* Begin Records to process *

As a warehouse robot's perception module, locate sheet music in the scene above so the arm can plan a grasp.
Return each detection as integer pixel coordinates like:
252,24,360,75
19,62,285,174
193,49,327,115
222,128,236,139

* End Records to process *

▸ Prompt
Copy every line of the listing above without changing anything.

▸ Expected output
As a warehouse robot's perception module, locate sheet music in the scene above so the arm can plan a grasp.
Return each detection as integer pixel coordinates like:
252,24,360,75
19,62,285,174
193,49,327,115
222,128,236,139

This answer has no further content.